(Brief) Repeat back the listing below, word for word and in full.

·····

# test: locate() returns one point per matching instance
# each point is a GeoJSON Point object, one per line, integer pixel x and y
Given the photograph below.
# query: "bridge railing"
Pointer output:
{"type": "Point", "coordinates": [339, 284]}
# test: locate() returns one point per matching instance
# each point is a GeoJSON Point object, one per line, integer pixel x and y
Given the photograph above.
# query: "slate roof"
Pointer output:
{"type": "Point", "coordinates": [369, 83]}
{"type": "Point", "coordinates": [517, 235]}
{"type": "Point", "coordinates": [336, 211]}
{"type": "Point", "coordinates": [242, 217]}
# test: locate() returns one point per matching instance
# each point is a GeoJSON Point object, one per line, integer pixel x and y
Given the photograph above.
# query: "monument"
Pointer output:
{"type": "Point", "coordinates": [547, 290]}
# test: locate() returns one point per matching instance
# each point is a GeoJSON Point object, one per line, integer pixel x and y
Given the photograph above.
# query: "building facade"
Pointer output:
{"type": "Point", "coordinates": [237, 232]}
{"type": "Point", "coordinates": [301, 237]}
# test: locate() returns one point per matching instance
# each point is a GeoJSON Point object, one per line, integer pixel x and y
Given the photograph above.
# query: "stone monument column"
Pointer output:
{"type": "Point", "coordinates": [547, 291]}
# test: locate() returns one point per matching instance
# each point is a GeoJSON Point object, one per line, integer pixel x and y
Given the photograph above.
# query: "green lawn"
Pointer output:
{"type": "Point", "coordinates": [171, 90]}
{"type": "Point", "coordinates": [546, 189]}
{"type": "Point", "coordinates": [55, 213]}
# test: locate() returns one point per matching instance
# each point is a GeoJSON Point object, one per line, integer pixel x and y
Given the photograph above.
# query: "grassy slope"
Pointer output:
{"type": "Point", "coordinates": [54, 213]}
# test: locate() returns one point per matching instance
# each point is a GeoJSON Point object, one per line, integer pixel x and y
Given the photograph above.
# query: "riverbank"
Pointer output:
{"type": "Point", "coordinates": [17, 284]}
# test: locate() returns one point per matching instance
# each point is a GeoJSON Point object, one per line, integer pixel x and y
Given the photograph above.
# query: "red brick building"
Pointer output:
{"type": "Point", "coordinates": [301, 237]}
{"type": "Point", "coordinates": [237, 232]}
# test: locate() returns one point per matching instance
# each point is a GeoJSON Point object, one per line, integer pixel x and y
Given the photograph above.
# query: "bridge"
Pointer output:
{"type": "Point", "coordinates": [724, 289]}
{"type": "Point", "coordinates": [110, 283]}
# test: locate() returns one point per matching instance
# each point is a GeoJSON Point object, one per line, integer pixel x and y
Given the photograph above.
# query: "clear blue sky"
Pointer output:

·····

(Task solution)
# test: locate() returns one point per matching instance
# each point is a GeoJSON Point object, one per line, integer pixel x and y
Given the photograph below.
# query: "bridge railing"
Pointer output:
{"type": "Point", "coordinates": [339, 284]}
# test: locate() returns one point per matching instance
# each point is a GeoJSON Point object, one per line, integer pixel x and y
Given the photograph above.
# query: "slate roof"
Pointer output:
{"type": "Point", "coordinates": [369, 83]}
{"type": "Point", "coordinates": [517, 235]}
{"type": "Point", "coordinates": [336, 211]}
{"type": "Point", "coordinates": [242, 217]}
# test: locate() returns one point per matching instance
# each point is a GeoJSON Point object, one per line, integer pixel x and y
Given the photograph above.
# query: "monument"
Pointer output:
{"type": "Point", "coordinates": [547, 290]}
# test: locate() returns one point per matching instance
# each point is a GeoJSON Point object, one per line, integer pixel x and y
Given the photograph above.
# query: "building facade"
Pointer output:
{"type": "Point", "coordinates": [237, 232]}
{"type": "Point", "coordinates": [301, 237]}
# test: locate() returns one point per matching instance
# each point is a GeoJSON Point object, one per line, integer pixel x and y
Given the photograph above.
# query: "stone monument column"
Pointer output:
{"type": "Point", "coordinates": [547, 291]}
# test: locate() returns one point per matching instance
# each point is a GeoJSON Point object, one per line, integer pixel x and y
Given the photograph above.
# query: "green lawn"
Pointer output:
{"type": "Point", "coordinates": [171, 90]}
{"type": "Point", "coordinates": [546, 189]}
{"type": "Point", "coordinates": [55, 213]}
# test: locate() returns one point per matching instance
# each point is a GeoJSON Point object, one per line, integer pixel x and y
Given the photograph above.
# query: "grassy slope"
Pointer output:
{"type": "Point", "coordinates": [54, 213]}
# test: locate() returns one point per matching instance
# each point is a GeoJSON Point object, one per line, integer pixel x and y
Given the photograph above.
# query: "riverbank"
Pointer output:
{"type": "Point", "coordinates": [17, 284]}
# test: locate() returns one point per matching instance
# each point is a GeoJSON Point object, one per line, integer pixel x and y
Given the photograph above.
# query: "red brick building"
Pointer output:
{"type": "Point", "coordinates": [301, 237]}
{"type": "Point", "coordinates": [237, 232]}
# test: locate() returns one point per matching instance
# each point is a GeoJSON Point object, one per line, integer pixel x and y
Given the photograph above.
# query: "bridge"
Pointer output:
{"type": "Point", "coordinates": [724, 289]}
{"type": "Point", "coordinates": [110, 283]}
# test: locate() returns one point per matching instance
# each point is a GeoJSON Point object, one per line, integer pixel x and y
Given the photograph above.
# query: "clear blue sky"
Pointer output:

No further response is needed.